#### [Exercise data]
==============================

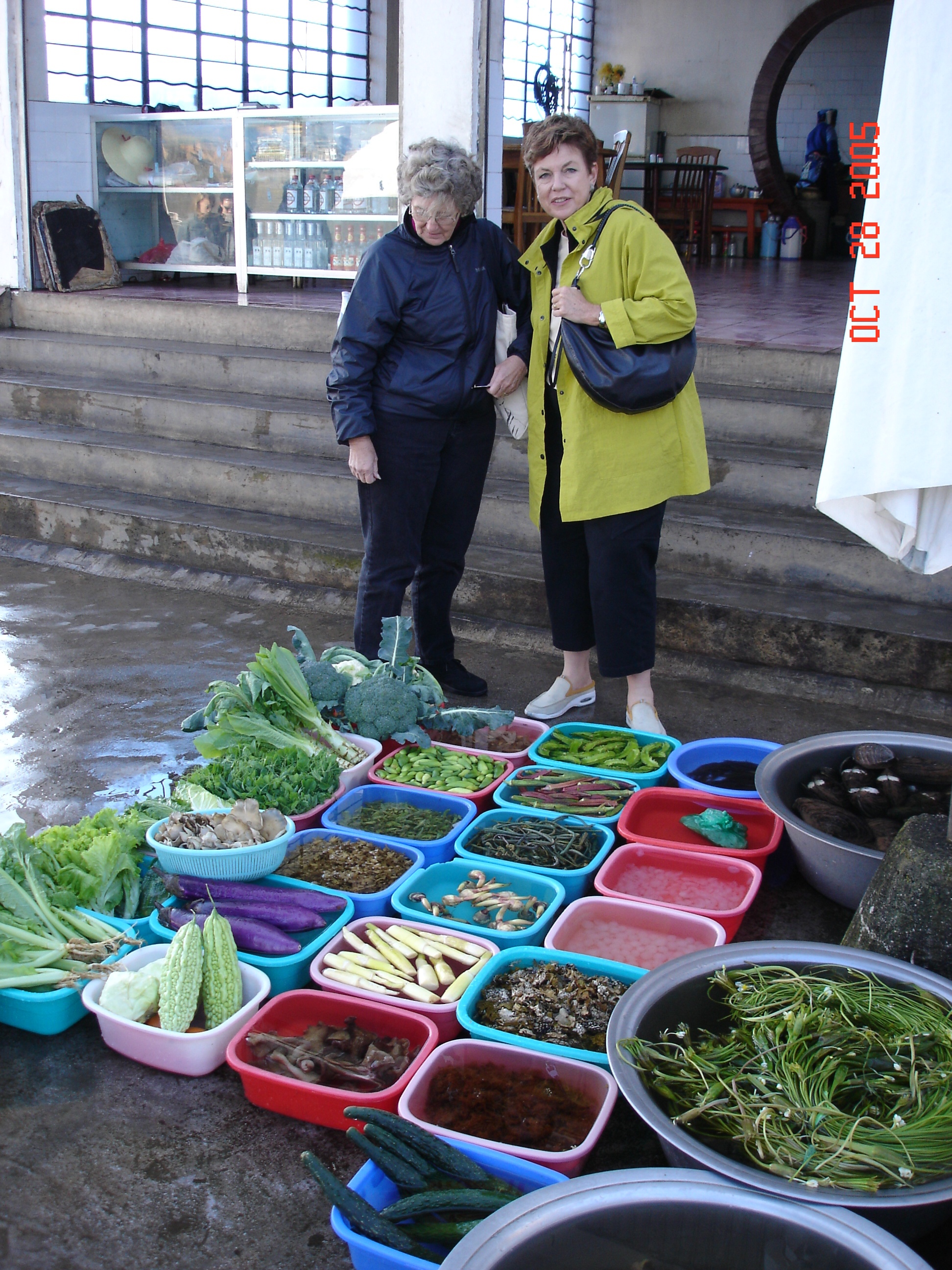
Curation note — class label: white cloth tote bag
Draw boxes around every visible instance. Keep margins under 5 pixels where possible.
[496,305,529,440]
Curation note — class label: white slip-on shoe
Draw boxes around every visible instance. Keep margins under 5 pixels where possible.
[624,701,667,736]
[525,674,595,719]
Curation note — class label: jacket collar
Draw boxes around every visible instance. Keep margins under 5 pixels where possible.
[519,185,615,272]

==============================

Copy out all of the lines above word for word, leaving out the picture.

#### [The answer]
Curation note — class label: white cloth tote bag
Draw boxes around every visible instance. Keep margins under 5 pixels where possible.
[496,305,529,440]
Curation note — class label: white slip-on shoe
Draw boxes around every visible instance. Keep margins under 5 pixels where possible.
[624,701,667,736]
[525,674,595,719]
Curation note — class label: jacket collar
Draw boxes around every visible instance. Keep margins under 5 pixels where possible.
[519,185,615,272]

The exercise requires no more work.